**PROBLEM STATEMENT**
Write out, word for word, the lines of the data below, from the line containing "Where can you see the green" through the line containing "column 74, row 71", inclusive.

**GIVEN RECORDS**
══════════

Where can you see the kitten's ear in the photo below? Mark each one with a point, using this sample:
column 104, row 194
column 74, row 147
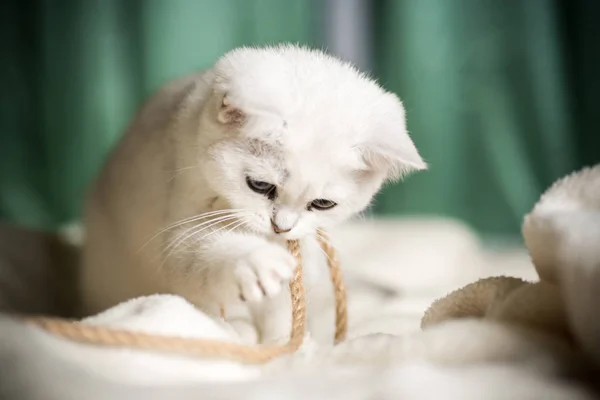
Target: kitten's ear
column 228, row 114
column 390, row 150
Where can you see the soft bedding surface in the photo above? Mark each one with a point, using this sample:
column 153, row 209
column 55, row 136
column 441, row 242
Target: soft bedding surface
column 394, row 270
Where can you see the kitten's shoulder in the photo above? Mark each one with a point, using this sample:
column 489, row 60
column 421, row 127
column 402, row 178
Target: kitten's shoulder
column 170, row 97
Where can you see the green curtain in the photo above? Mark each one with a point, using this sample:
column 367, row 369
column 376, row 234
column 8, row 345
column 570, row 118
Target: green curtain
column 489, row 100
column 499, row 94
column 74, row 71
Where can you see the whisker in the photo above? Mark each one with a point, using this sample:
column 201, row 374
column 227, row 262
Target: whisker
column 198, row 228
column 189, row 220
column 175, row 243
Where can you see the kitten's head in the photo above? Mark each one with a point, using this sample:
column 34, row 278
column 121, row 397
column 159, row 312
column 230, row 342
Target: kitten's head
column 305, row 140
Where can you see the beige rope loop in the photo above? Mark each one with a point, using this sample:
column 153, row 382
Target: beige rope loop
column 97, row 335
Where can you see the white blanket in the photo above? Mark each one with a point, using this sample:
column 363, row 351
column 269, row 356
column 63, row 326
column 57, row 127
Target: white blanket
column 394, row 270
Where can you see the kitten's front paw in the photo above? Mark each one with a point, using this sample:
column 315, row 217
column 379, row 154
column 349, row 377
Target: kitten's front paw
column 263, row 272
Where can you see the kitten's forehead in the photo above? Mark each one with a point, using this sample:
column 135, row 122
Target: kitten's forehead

══════════

**SOLVED PROBLEM**
Where can you see the green curtain in the photo above? Mark each one with a point, using this sample:
column 367, row 369
column 376, row 234
column 8, row 345
column 570, row 118
Target: green curtain
column 489, row 100
column 499, row 94
column 74, row 71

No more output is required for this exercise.